The required output is the line containing "Each instance receives one keypoint. Mark the person walking" through the final line of the material below, printed exactly, with no other lines.

>> BEGIN Exercise inputs

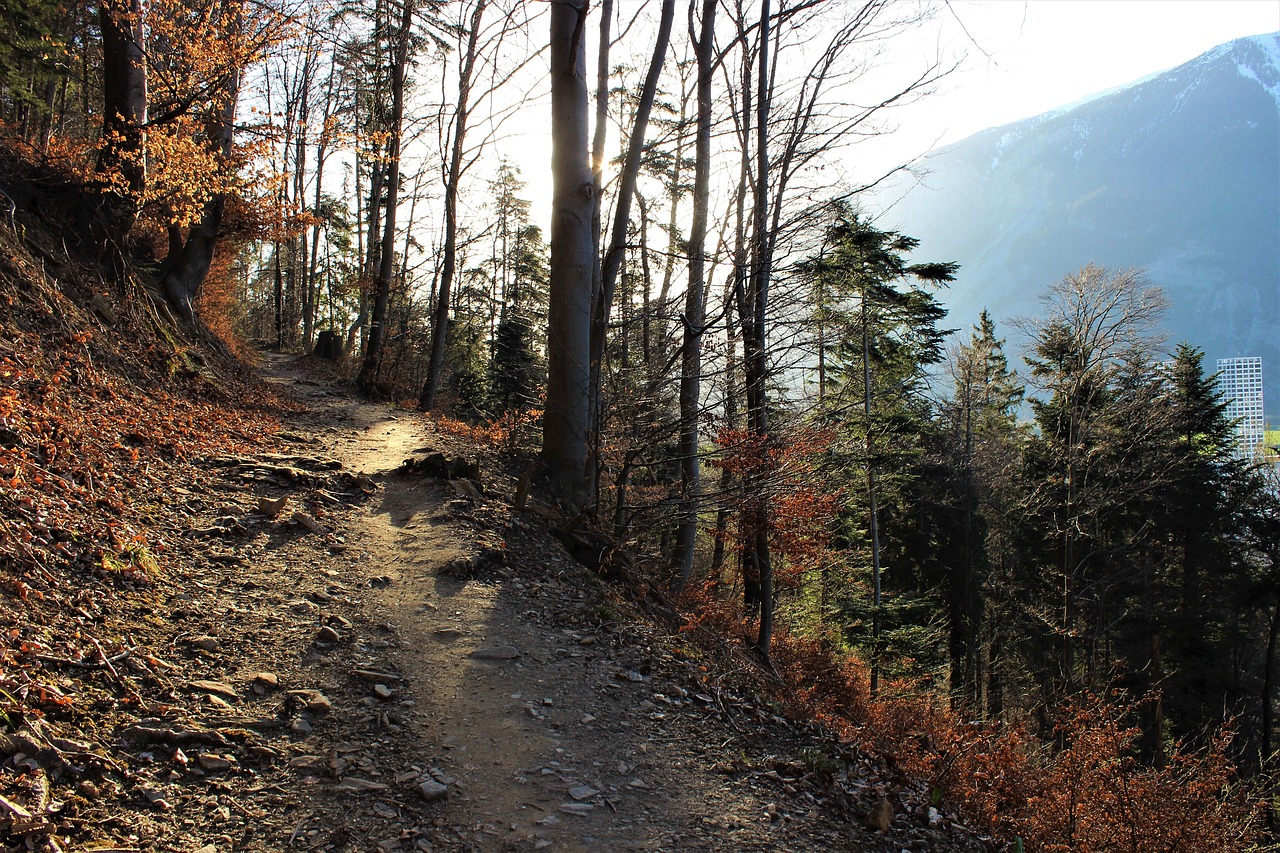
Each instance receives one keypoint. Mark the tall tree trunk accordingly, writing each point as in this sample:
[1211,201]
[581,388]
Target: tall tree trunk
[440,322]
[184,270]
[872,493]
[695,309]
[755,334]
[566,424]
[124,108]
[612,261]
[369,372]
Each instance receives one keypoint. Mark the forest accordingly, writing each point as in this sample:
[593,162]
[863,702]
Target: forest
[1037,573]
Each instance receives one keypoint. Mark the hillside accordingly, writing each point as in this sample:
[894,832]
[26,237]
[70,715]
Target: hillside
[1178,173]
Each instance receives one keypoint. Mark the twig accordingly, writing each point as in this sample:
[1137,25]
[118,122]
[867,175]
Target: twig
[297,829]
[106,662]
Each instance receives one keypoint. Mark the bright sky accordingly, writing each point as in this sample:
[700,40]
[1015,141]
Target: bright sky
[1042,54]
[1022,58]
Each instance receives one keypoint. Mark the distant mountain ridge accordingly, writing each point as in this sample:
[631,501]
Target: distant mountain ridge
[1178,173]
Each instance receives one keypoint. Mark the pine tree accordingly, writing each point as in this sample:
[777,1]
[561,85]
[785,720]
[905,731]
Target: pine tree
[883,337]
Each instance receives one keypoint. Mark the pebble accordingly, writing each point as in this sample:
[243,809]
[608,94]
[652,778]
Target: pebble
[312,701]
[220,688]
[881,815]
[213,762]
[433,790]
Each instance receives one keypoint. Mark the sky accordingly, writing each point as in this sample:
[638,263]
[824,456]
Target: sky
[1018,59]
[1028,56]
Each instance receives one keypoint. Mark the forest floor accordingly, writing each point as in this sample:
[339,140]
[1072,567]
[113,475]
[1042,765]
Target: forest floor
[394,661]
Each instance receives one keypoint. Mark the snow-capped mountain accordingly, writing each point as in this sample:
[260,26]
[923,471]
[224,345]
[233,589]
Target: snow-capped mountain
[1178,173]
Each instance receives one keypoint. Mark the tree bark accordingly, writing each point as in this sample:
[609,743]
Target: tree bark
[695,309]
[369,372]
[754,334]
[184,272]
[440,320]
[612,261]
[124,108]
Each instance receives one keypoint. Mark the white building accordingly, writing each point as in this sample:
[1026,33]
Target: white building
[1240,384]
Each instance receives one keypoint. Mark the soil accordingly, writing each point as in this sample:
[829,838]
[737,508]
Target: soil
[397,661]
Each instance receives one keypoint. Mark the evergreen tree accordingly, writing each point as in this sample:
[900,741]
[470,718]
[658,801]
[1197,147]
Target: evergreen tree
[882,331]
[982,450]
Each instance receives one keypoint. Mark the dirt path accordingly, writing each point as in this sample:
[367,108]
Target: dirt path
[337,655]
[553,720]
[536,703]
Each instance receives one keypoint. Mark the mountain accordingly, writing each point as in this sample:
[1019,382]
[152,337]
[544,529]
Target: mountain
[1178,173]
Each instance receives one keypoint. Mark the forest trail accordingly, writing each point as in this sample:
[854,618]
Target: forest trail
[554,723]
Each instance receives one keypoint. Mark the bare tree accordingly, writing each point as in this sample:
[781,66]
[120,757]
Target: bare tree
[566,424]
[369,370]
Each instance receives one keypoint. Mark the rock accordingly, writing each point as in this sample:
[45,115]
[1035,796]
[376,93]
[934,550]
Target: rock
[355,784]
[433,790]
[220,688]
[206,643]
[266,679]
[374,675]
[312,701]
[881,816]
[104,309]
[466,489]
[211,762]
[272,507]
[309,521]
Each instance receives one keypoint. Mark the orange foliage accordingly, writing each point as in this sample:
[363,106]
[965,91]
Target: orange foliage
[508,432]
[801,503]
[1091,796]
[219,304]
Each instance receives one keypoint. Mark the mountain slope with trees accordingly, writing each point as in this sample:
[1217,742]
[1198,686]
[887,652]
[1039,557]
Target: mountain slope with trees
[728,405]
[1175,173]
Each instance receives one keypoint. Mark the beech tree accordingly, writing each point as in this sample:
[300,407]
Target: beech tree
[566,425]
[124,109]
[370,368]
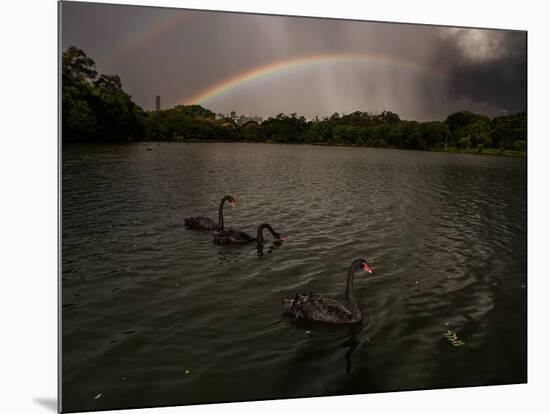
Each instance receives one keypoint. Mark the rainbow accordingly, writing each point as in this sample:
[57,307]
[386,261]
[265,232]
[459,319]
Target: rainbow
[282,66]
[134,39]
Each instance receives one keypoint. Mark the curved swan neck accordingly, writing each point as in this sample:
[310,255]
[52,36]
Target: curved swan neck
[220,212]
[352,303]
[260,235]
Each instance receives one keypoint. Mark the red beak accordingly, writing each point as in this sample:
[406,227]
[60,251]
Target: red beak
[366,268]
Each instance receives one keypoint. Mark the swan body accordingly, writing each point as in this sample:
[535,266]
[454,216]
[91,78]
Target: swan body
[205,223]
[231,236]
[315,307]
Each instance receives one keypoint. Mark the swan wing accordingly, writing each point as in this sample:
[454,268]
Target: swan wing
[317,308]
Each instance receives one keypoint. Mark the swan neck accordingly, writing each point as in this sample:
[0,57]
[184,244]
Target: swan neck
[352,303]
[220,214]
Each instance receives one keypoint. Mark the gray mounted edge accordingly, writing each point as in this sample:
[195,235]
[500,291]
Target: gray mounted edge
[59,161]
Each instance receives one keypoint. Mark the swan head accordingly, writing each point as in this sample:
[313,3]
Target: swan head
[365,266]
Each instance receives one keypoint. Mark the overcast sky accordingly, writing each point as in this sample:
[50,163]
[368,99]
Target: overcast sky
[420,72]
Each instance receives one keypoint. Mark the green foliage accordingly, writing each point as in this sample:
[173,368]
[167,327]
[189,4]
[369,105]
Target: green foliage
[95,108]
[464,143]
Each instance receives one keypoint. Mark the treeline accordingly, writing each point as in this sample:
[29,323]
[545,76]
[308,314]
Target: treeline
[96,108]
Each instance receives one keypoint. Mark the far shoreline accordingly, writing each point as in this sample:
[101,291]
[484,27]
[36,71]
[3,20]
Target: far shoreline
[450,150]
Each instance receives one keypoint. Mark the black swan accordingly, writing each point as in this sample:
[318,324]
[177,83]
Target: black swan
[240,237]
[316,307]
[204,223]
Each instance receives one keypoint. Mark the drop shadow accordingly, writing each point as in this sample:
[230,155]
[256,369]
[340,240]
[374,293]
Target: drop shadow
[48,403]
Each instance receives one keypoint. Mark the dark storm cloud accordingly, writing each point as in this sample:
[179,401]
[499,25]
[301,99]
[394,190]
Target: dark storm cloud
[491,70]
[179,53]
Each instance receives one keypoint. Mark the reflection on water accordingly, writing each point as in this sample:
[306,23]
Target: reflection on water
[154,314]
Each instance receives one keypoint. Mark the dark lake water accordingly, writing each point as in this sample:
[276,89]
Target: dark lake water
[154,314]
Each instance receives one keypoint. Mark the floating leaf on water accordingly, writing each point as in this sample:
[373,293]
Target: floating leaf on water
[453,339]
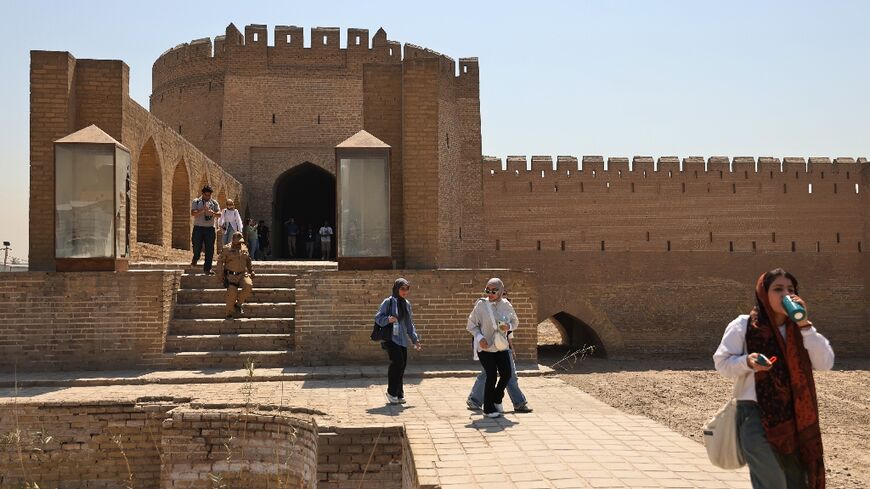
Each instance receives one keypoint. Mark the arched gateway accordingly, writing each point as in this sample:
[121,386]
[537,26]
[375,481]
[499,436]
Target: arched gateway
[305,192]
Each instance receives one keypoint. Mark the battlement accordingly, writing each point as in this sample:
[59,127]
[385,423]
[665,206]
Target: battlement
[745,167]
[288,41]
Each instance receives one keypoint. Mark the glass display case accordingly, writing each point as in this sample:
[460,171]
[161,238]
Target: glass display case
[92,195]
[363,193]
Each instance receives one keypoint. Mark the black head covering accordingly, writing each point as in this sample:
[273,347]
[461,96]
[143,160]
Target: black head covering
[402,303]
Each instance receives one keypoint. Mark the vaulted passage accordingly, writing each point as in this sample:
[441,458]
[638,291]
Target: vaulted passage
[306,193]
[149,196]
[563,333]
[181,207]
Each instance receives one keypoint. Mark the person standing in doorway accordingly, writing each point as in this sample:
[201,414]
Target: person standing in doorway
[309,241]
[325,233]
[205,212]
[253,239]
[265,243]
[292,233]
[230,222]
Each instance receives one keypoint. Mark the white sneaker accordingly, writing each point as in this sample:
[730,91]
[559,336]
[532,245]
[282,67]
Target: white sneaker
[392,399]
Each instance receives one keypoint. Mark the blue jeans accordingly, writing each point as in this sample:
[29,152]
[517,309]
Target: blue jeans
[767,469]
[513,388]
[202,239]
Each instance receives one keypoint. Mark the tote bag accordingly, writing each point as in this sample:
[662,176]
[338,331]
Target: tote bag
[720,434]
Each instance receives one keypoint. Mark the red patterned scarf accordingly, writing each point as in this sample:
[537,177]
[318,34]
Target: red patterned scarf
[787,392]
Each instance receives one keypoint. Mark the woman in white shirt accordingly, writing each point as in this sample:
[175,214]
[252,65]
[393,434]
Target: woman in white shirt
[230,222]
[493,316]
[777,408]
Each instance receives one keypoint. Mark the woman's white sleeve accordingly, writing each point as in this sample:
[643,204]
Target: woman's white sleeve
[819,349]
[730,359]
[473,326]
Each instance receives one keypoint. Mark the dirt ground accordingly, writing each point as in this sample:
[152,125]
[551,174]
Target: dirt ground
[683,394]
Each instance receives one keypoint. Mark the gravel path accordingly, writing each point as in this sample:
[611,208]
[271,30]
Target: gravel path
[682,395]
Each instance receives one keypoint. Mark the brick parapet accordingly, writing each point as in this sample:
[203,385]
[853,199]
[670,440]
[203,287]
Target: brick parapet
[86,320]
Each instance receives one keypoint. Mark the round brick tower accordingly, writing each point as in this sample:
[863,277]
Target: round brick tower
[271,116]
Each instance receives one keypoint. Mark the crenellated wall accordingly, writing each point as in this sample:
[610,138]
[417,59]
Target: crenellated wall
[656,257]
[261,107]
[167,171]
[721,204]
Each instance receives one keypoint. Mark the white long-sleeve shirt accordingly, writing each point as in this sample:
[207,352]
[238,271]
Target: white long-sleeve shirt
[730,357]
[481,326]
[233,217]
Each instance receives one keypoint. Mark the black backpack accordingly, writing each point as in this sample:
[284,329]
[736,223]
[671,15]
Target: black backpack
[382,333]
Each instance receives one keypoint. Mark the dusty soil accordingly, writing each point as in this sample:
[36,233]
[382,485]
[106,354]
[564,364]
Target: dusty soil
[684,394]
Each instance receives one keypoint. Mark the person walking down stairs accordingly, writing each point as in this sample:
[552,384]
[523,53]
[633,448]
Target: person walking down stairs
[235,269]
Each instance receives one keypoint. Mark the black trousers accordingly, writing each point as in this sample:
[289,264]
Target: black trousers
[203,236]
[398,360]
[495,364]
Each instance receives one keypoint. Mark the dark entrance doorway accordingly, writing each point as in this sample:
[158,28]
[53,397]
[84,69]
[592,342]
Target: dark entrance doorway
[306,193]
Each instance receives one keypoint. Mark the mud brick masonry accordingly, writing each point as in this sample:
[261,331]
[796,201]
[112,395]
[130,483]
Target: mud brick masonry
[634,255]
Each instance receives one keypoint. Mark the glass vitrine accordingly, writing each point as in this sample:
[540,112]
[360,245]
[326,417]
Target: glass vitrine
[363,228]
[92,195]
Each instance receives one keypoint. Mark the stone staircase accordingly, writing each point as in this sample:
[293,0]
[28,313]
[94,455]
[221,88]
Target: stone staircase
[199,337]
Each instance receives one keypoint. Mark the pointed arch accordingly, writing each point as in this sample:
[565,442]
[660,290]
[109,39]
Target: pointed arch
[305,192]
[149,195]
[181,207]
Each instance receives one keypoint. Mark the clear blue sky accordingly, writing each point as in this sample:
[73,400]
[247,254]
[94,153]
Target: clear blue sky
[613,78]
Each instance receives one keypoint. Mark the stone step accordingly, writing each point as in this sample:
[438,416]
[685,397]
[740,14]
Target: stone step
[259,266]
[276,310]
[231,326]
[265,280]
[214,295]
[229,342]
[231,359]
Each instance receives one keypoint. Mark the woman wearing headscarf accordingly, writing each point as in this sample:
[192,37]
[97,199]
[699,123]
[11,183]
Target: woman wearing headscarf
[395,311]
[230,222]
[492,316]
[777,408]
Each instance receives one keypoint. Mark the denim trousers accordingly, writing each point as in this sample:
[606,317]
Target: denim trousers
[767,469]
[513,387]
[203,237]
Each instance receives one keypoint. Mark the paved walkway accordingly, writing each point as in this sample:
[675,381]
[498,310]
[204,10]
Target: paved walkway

>> END Exercise inputs

- Exercise result:
Each instance receives one keypoint. Mark the person walking down stairs accordingly, writing each point as in this sample:
[552,384]
[523,53]
[633,448]
Target: person walking down stairs
[235,269]
Each instance receives one keypoint. Mark the black trousers accordingly, writing each point as in this sample:
[289,264]
Target: black trousers
[203,236]
[398,360]
[495,364]
Each instance receives one keypoint. Mark the dark entrance doorway accordingly, writing each point as in this sample:
[158,28]
[53,397]
[84,69]
[592,342]
Target: dark entrance doorway
[306,193]
Each instance receives one keypoint. Mark the mud brick masonry accordingly, writing each point as in this sample:
[261,331]
[796,201]
[112,395]
[130,483]
Target: mud brick masonry
[634,255]
Each instance receives one keypoint. Mark the glass vitrine accordingly, writing each point as in this sample:
[540,112]
[360,245]
[326,417]
Target: glass vitrine
[363,228]
[92,195]
Each instance receives one keypoint. Mark the stone staircase accordingly, writing each point as in this sample:
[293,0]
[28,313]
[94,455]
[221,88]
Target: stone staircase
[199,337]
Each instance receives one keypoint. Mark the pointed arch accordingly, writing each point as in this sample:
[565,442]
[660,290]
[109,39]
Target: pointed arch
[305,192]
[149,195]
[181,207]
Each instance receives one keypoint. Mark the clear blue sky accordingly, writing each point as in this sample:
[73,400]
[247,254]
[94,153]
Target: clear blue sky
[613,78]
Each instance receives one keypoint. Mark the stone step accordingly, writing each point as in this sample:
[438,416]
[685,397]
[740,14]
Target: stone step
[259,266]
[276,310]
[231,326]
[265,280]
[214,295]
[229,342]
[231,359]
Each instance receives one keypoint. Mark the woman wearing headscarf accordingly, writing each point as in this sample:
[192,37]
[97,199]
[699,123]
[11,183]
Target: woman wearing headscarf
[395,311]
[230,222]
[492,316]
[777,408]
Each instance receives one keypoint. Mark the denim trousers accordingly, writing each point as in this sample:
[606,317]
Target: denim trousers
[767,469]
[513,387]
[203,237]
Each instance receives one keypoint. Mark the paved walkway accordingly, writing each point as in this sample:
[675,381]
[498,310]
[204,10]
Target: paved walkway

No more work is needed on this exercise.